- [Task goal] Output the part of the article about the royal wedding that begins at the words "Markle's reclusive father" and ends after the words "numerous television stations.", copied exactly.
+++ Text for analysis +++
'Markle Debacle' puts palace in a spin

London (AFP) –


The circus surrounding Meghan Markle's family has caught Prince Harry and the palace on the hop, with precious little time left to get a grip ahead of Saturday's wedding, experts said.

It is a nightmare situation for the British royal and the former US TV star in the final hours before they tie the knot at Windsor Castle -- but one that many quarters say could have been prevented.

Markle's reclusive father Thomas is in hospital recovering from a heart operation, having been caught in a fiasco of his own making posing for staged paparazzi photos.

Her uninvited half-brother Tom Junior is hanging around outside the castle walls, while his ex-wife and children have also flown into London for their own merry-making reasons.

Markle's half-sister Samantha Grant -- also persona non grata, and also reportedly hospitalised after a paparazzi-dodging car crash -- has been venting forthrightly on numerous television stations.

The Daily Mirror quoted palace staff calling the marriage preparations the "Markle Debacle".

The entire scenario has left Harry's Kensington Palace operation under fire from all corners for failing to see it coming.

"Kensington Palace has missed a trick with the whole family," veteran royal biographer Penny Junor told AFP.

"The relatives have become a bigger story than the event itself, which is tragic," said the author of "Prince Harry: Brother. Soldier. Son. Husband."

"Kensington Palace could have despatched someone across the Atlantic to help them, give a bit of advice and moral support and prepare them."

She added: "I also suspect that Meghan missed a trick in not inviting her half-brother and half-sister to the wedding. Much safer to have them inside the tent than outside."

Newspapers have been piling into Kensington Palace for naively leaving Thomas Markle floundering.

- 'Shambolic' attitude -

The Times columnist Jenni Russell said the palace "can't continue with this slightly disdainful, shambolic, cope-as-you-can attitude to those they co-opt into a circle of stratospheric fame".

She quoted a courtier as saying Kensington Palace "know they've dropped the ball on this. They're acutely embarrassed about it, and they're desperately playing catch-up.
+++ Listed records +++
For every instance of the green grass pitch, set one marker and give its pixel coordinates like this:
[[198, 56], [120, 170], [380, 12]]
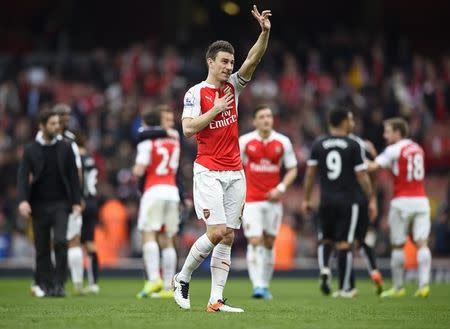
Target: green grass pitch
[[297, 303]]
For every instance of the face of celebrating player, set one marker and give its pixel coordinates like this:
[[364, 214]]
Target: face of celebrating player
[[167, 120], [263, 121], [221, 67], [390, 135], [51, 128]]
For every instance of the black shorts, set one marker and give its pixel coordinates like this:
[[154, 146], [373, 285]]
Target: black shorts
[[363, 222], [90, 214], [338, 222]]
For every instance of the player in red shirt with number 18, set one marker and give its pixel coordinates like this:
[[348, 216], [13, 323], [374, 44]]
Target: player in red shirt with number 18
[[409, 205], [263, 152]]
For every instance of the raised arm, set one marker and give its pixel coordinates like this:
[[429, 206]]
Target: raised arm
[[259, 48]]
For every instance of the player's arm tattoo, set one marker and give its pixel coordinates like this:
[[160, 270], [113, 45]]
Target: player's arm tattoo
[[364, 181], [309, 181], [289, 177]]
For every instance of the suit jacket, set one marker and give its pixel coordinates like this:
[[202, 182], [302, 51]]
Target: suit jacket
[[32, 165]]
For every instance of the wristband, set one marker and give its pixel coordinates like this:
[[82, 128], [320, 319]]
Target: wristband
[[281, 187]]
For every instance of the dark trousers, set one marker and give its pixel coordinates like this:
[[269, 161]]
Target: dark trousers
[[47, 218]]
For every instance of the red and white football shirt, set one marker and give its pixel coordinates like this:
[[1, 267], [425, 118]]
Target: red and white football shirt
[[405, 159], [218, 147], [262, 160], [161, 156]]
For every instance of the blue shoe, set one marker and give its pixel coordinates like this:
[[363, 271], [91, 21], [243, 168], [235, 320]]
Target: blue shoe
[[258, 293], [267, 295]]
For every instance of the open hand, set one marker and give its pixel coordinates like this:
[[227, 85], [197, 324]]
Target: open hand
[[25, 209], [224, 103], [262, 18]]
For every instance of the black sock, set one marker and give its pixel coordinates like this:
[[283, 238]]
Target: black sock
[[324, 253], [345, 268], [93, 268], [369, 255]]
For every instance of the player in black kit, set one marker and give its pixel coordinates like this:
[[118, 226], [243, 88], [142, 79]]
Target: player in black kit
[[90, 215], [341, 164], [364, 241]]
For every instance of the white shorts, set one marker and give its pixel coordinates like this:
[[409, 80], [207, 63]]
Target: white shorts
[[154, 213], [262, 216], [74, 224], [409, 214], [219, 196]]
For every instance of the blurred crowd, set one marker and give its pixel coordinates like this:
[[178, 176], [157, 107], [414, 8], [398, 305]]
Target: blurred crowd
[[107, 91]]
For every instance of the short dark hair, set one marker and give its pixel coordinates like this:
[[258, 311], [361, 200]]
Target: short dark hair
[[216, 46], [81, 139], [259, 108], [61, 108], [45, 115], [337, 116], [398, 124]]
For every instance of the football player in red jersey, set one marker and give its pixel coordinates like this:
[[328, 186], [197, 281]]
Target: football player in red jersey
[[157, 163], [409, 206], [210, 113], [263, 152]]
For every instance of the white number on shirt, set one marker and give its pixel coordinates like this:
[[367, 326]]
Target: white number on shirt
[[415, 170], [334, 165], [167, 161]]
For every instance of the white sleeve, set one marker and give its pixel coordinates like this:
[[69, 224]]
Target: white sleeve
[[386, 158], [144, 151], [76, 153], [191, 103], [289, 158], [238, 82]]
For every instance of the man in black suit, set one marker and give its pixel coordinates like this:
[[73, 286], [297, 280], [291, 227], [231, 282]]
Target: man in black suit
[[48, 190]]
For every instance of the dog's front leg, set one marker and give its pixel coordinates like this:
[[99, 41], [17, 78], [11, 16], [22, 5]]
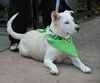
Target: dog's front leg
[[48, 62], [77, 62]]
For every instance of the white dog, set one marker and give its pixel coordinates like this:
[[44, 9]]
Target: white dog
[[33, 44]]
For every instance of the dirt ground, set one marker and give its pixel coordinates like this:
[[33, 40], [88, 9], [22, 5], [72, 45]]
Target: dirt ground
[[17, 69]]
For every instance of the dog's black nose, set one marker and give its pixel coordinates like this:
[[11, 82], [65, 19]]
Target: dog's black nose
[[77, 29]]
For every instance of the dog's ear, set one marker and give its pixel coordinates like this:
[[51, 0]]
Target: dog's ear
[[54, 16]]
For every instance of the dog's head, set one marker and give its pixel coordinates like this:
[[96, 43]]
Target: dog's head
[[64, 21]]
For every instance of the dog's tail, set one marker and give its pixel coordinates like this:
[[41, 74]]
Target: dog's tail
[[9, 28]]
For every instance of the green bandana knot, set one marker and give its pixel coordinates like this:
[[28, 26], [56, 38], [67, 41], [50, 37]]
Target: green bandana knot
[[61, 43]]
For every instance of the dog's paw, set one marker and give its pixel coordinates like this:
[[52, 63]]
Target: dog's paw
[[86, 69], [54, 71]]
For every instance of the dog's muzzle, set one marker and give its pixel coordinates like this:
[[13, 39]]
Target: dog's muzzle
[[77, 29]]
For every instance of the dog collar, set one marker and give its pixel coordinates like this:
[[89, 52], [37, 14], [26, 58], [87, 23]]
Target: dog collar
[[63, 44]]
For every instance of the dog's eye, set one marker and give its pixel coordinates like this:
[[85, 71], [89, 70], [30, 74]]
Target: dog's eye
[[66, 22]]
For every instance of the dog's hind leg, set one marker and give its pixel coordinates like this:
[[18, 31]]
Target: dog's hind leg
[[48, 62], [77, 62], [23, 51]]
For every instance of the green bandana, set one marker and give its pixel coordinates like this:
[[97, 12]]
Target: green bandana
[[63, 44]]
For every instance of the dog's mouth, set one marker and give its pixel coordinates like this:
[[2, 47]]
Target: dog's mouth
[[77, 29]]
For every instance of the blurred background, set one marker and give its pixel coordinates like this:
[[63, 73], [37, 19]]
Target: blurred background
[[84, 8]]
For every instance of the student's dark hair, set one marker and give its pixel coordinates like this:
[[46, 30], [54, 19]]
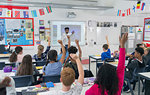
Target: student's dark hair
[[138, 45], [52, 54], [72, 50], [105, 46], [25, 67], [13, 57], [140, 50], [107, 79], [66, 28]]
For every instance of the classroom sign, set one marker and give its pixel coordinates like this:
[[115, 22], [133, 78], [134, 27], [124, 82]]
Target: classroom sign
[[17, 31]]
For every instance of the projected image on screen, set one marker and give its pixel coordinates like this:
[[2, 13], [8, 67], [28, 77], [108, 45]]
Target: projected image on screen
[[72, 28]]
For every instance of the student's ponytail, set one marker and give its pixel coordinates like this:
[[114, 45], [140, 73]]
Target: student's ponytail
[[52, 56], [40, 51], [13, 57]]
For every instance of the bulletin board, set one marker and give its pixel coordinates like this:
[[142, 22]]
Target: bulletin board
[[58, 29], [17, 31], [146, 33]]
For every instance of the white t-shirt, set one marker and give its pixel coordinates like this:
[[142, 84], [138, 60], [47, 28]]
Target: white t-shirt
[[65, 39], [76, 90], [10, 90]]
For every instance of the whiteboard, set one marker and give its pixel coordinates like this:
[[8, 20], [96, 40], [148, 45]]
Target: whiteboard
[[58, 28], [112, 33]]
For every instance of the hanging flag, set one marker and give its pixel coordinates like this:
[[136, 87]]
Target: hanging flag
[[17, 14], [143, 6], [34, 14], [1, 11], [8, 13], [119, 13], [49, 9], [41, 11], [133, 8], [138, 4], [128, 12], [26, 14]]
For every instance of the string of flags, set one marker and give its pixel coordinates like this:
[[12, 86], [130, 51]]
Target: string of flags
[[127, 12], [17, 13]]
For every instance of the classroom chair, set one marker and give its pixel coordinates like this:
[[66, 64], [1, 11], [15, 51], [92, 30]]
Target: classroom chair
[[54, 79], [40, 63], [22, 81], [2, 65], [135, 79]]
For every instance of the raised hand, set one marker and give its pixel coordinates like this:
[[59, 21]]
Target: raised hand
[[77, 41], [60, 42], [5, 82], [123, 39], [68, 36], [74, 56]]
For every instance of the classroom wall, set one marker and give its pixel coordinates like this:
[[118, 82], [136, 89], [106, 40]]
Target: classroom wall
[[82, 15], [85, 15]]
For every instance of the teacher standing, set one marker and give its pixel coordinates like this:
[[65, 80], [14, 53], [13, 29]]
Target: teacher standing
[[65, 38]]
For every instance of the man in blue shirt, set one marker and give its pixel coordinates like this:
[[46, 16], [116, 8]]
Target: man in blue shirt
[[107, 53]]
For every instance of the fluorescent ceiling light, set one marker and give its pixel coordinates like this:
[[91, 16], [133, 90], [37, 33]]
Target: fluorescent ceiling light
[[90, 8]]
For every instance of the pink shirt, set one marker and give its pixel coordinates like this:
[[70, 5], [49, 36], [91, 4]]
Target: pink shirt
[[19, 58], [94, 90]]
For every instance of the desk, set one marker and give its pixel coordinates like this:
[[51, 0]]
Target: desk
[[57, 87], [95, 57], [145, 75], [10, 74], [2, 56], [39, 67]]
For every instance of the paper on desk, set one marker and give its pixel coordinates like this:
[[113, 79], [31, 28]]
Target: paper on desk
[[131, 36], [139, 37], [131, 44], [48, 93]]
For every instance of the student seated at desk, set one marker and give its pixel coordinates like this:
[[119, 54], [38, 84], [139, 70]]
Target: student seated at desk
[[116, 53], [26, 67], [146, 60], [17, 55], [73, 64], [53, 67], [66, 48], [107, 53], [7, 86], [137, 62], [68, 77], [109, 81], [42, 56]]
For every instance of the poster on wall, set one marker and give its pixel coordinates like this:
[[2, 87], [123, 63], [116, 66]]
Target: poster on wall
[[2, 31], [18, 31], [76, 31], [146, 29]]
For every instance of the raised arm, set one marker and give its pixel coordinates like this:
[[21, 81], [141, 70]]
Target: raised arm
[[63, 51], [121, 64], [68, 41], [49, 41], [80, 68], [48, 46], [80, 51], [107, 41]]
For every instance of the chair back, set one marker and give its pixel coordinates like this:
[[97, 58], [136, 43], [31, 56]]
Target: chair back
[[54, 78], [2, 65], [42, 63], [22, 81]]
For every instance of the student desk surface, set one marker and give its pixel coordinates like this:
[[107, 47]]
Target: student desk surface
+++
- [Output of the task]
Markle's reclusive father Thomas is in hospital recovering from a heart operation, having been caught in a fiasco of his own making posing for staged paparazzi photos.

Her uninvited half-brother Tom Junior is hanging around outside the castle walls, while his ex-wife and children have also flown into London for their own merry-making reasons.

Markle's half-sister Samantha Grant -- also persona non grata, and also reportedly hospitalised after a paparazzi-dodging car crash -- has been venting forthrightly on numerous television stations.